#### Exercise prompt:
Continue the text on accounting requirements for companies in Estonia, picking up after its final sentence.

Accounting is an important part of the day-to-day activities of all persons obliged to keep accounting. Its purpose is to maintain a daily record and constantly obtain an objective picture of their economic performance and financial situation.

According to the Estonian accounting act, the person obliged to keep an accounting: as a legal entity under public law, a local self-government unit, every private or public legal entity registered in Estonia, an individual entrepreneur and a registered branch of a foreign business association.

Thus, all companies and branches of foreign companies operating in Estonia are subject to accounting. Accounting for each company must comply with government-set standards for the results to be comparable and understandable.

The accounting service of the enterprise includes processing and organization of information on the cash flow of the organizations in accordance with the Estonian and EU legislation. Management, accounting and tax registers are established at the customer’s request. Сomplete reporting is done to the Tax Department, the Business Register, the Statistics Department and other related institutions.

Non-VAT companies

It is essential to clarify that depending on turnover and policy, some companies register VAT while others do not. Hence, there are two different paths to follow depending on the company’s VAT status.

Companies with no monthly payments, purchases, invoices and VAT numbers can do accounts once a year before submitting an annual report. In that way, we deal with yearly based accounting.

In this regard, it is significant to consider that companies with no VAT must still collect all source documents and put them in order before submitting an annual report at the end of the year.

VAT companies

VAT or value-added tax is a broadly based consumption tax that not every company must register. VAT is required when the turnover threshold reaches 40,000 EUR. Therefore, there are two different paths to follow depending on the company’s VAT status.

A company with a VAT registered must submit tax returns every month.

It applies even if no transactions are done.

Basic requirements

  • Each company must prepare and submit an annual return to the Commercial Register for the previous year by June 30 of the current year.
  • All business transactions must be recorded in accounting programs.
  • All business transactions must be documented.
  • Accounting should provide a reliable, objective, and comparable view of the company’s financial situation, performance, and cash flows.
  • All accounting documents must be kept in the archive for at least 7 years.

Basic components

Balance sheet

First, you should prepare an opening balance sheet that lists your company’s assets, liabilities, and share capital before you start an economic activity.

Annual report

Another mandatory requirement for every company in Estonia is the submission of an annual report.

The annual report’s mandatory components include the management report on the company’s activities, the balance sheet, the company’s profit and loss statement, and the company’s capital statement.

You should complete all accounting procedures before drawing up the annual report.

#### Dataset rows:

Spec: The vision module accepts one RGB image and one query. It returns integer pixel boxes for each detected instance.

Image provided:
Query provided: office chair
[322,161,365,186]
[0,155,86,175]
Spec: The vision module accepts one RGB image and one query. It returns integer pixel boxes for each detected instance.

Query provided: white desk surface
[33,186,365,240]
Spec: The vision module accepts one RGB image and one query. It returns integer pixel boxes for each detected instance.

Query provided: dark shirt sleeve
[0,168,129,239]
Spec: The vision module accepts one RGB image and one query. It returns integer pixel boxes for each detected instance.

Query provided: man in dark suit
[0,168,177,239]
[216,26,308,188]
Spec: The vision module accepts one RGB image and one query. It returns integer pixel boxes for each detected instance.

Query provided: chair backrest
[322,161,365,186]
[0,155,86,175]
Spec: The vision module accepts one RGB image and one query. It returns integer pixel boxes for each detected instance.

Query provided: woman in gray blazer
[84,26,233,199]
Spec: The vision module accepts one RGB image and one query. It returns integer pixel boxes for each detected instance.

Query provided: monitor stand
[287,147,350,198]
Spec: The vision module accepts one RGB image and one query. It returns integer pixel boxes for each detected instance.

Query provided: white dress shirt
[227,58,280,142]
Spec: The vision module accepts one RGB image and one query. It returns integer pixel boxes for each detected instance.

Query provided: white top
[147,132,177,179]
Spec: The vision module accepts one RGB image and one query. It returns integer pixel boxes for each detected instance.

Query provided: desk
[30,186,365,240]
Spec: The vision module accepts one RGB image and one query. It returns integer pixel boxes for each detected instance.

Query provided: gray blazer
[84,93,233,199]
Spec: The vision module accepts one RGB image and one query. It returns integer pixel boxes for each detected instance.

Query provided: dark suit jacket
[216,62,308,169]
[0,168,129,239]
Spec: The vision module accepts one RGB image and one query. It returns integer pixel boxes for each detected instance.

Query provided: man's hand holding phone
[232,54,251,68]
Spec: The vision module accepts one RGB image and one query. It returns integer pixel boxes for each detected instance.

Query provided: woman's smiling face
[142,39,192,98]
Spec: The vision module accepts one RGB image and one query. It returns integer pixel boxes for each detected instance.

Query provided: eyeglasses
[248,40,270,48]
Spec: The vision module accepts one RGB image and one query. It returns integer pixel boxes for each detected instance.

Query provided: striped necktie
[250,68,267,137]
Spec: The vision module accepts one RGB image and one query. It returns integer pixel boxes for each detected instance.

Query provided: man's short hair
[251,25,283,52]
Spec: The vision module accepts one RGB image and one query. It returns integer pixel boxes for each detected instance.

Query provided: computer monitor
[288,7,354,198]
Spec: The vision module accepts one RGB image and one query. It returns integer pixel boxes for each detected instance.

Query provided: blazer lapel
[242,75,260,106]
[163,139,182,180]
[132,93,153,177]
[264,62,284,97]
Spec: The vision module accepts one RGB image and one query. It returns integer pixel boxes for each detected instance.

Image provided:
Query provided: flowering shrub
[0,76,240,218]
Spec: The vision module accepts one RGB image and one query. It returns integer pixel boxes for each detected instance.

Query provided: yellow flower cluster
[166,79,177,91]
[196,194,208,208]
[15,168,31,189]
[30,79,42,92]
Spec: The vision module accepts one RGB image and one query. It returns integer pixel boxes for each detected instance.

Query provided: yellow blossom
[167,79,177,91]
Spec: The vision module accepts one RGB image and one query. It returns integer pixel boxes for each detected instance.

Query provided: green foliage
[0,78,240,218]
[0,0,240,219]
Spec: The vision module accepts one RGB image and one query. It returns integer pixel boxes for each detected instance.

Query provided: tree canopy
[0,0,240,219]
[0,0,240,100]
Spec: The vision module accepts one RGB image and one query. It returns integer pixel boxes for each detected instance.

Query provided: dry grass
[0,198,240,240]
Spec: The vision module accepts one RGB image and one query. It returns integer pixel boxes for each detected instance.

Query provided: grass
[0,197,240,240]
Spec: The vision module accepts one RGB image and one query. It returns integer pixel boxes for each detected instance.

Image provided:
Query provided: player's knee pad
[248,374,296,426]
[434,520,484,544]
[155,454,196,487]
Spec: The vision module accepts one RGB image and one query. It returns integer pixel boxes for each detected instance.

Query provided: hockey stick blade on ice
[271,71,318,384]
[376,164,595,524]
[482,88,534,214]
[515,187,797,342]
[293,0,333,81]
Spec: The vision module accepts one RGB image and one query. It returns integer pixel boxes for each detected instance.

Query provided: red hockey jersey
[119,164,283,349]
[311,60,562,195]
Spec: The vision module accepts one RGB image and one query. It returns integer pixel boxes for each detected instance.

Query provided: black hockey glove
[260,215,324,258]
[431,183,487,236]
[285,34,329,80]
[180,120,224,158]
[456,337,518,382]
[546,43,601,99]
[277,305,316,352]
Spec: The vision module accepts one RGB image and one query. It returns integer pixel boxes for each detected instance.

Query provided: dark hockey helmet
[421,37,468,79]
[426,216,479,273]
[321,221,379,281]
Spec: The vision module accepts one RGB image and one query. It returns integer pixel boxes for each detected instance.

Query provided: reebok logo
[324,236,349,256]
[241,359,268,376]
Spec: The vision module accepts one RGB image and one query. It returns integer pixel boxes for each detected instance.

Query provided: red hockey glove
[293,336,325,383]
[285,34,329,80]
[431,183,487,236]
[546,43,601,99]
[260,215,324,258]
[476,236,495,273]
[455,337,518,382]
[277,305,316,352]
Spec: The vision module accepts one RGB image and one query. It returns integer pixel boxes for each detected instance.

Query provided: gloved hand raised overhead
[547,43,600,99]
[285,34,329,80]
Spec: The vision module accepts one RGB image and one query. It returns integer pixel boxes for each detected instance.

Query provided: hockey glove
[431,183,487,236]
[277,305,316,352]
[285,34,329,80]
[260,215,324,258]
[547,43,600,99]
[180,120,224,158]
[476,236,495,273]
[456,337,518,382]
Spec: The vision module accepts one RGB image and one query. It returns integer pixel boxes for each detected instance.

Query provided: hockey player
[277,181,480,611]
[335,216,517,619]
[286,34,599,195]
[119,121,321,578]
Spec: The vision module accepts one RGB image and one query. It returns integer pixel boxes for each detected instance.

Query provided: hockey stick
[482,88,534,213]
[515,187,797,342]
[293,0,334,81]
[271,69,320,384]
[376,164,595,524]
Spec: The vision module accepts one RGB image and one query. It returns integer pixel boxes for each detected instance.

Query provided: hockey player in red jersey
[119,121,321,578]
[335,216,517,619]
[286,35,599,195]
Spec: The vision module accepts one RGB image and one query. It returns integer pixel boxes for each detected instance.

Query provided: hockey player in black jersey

#### Result of this exercise:
Bookkeeping charts

Estonian companies can choose between two types of income statement schemes. Chart 1 of the income statement shows that business expenses are divided by the nature of expenses (for example, material costs, labour costs, depreciation deductions). This way is often used by smaller companies that do not need to assort costs by function.

In Chart 2 of the income statement, operating expenses are assorted by function (e.g. cost of goods sold, advertising costs, general administrative expenses). Chart 2 is usually more difficult to implement because all business expenses require a decision about which business function they are associated with. Certain costs (for example, labour costs) must be apportioned pro-rata across the various functions. The profit statement based on Chart 2 gives a better overview of the costs of various functions of the company, while the distribution of costs by function is subjective.

Financial year report

The financial year of the company is 12 months. In most cases, the fiscal year is a calendar year (from January 1 to December 31). Still, a company charter or other document that regulates its activities may also set a different fiscal year according to the accounting entity’s operating cycle. In exceptional cases, the financial year may be shorter or longer than 12 months but not longer than 18 months.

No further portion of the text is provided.